PROBLEM DESCRIPTION:
Can you copy the lines from the one that contains "Please put a dot on every instance of the player's eye" through the end of the material below, exactly and with nothing else?

BEGIN GIVEN ENTRIES

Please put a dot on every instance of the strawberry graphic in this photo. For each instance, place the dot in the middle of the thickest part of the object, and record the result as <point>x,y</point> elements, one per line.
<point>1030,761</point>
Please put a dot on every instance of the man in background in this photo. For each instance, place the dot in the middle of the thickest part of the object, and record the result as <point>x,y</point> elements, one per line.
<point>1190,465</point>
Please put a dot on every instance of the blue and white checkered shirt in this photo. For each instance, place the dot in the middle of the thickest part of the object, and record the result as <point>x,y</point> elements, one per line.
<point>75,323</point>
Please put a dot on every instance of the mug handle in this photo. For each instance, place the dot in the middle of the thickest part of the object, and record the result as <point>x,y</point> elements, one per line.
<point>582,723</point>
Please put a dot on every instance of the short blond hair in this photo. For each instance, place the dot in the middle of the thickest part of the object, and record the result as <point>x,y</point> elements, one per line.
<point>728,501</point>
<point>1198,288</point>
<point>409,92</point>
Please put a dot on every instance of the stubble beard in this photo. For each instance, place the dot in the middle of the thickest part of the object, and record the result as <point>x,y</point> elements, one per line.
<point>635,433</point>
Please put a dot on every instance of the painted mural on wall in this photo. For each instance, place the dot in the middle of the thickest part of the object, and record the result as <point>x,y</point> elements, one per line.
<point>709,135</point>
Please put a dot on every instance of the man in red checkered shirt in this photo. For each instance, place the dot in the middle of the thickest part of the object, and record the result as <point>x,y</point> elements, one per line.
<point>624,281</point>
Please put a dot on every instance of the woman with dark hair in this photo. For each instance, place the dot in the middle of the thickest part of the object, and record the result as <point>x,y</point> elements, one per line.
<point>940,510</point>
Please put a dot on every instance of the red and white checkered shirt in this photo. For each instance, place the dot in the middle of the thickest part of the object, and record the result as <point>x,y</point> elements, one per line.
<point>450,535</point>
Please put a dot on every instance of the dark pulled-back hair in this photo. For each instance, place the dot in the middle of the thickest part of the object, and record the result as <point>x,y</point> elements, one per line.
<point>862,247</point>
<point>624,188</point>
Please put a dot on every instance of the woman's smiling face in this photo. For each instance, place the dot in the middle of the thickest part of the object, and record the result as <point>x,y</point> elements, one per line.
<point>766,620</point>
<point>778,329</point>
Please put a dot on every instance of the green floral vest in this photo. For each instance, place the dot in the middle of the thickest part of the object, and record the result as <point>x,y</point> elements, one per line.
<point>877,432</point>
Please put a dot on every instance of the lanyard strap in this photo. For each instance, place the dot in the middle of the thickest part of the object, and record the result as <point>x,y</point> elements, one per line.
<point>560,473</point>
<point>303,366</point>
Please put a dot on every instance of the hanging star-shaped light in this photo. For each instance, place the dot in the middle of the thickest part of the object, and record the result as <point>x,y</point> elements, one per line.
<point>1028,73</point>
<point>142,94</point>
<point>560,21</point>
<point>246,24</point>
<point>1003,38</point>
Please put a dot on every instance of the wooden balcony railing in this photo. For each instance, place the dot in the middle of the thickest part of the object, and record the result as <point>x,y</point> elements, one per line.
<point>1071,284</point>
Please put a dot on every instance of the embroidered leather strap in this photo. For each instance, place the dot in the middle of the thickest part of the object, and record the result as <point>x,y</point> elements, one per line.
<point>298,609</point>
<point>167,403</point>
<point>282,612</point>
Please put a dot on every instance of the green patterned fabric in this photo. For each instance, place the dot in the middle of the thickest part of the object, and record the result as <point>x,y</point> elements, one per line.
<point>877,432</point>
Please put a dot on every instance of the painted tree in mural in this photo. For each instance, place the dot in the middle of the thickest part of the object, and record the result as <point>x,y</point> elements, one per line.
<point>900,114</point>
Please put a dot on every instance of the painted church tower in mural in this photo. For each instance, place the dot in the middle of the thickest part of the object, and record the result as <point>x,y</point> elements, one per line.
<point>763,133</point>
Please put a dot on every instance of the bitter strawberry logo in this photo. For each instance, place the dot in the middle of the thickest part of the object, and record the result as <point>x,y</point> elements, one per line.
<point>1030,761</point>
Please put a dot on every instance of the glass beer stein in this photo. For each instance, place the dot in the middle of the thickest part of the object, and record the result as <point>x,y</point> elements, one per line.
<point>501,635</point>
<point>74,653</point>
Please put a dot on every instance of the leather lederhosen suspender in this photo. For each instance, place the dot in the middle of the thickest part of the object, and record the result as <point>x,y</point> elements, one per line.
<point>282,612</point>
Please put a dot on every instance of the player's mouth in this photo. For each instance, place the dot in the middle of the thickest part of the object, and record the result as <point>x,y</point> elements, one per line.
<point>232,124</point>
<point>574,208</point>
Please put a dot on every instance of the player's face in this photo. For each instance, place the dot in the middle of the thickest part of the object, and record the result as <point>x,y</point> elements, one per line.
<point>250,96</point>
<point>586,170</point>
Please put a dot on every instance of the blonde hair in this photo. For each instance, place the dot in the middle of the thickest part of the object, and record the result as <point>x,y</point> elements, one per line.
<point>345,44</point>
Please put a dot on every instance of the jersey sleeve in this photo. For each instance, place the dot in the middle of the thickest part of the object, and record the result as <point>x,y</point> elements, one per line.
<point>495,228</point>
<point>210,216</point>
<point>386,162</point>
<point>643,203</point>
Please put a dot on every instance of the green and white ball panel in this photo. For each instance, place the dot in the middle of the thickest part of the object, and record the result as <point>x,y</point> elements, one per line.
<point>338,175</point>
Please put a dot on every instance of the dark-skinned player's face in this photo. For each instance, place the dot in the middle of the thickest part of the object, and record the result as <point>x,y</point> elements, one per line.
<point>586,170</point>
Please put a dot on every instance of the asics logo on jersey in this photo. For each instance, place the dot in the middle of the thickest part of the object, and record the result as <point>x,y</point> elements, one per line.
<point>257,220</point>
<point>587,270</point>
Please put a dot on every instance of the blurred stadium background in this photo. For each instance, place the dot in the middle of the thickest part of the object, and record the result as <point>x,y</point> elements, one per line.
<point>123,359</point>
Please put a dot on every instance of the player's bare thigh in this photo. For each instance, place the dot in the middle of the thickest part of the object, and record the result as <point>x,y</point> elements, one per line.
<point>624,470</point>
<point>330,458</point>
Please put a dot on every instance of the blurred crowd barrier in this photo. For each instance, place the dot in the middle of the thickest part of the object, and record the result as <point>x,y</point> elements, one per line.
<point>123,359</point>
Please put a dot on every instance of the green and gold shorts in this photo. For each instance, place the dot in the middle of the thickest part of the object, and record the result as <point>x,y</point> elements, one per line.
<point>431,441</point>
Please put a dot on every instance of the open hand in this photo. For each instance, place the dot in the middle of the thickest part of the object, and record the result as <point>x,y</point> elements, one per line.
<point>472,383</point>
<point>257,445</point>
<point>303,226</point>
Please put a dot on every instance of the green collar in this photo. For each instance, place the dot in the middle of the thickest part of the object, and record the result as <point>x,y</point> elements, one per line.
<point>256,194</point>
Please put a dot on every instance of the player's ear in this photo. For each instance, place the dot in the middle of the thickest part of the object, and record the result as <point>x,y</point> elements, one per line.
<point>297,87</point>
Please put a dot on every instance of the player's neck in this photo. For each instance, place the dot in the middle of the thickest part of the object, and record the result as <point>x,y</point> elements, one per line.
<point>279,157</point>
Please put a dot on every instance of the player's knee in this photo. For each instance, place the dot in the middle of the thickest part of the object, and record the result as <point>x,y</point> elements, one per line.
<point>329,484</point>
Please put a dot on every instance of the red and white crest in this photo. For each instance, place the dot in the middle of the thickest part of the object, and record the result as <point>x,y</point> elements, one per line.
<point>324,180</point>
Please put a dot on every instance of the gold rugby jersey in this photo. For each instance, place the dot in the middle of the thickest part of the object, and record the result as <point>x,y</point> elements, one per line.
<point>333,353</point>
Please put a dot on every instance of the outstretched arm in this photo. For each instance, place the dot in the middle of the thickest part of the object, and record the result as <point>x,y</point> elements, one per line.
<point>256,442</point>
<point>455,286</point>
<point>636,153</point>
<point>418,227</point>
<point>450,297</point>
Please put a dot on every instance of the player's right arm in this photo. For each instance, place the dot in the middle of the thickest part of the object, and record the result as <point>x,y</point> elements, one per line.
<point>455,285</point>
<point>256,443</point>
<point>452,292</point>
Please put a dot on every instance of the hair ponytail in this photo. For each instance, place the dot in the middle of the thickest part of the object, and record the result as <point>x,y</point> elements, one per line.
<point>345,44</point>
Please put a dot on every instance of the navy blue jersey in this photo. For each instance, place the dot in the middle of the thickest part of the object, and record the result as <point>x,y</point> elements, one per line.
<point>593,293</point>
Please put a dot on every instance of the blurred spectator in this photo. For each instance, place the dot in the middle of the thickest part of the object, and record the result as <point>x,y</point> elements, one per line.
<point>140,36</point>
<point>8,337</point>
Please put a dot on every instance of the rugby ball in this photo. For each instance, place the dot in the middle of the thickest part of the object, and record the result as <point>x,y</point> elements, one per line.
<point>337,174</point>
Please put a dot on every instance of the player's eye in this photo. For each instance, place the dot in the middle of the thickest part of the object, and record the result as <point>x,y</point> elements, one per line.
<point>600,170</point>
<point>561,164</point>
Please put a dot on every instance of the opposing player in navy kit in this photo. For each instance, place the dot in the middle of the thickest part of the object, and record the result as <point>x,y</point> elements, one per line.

END GIVEN ENTRIES

FULL RESPONSE:
Please put a dot on every instance of the player's eye in this photo. For each instance, place the dot in the middle of the thickest part of the object, and record the result as <point>x,y</point> elements, one per line.
<point>600,170</point>
<point>561,164</point>
Please put a dot on every instance of the opposing player in navy kit in this photo. For each instance, place the dot in the middle of the thickest part of the object, and record the result as <point>x,y</point> elements, one per line.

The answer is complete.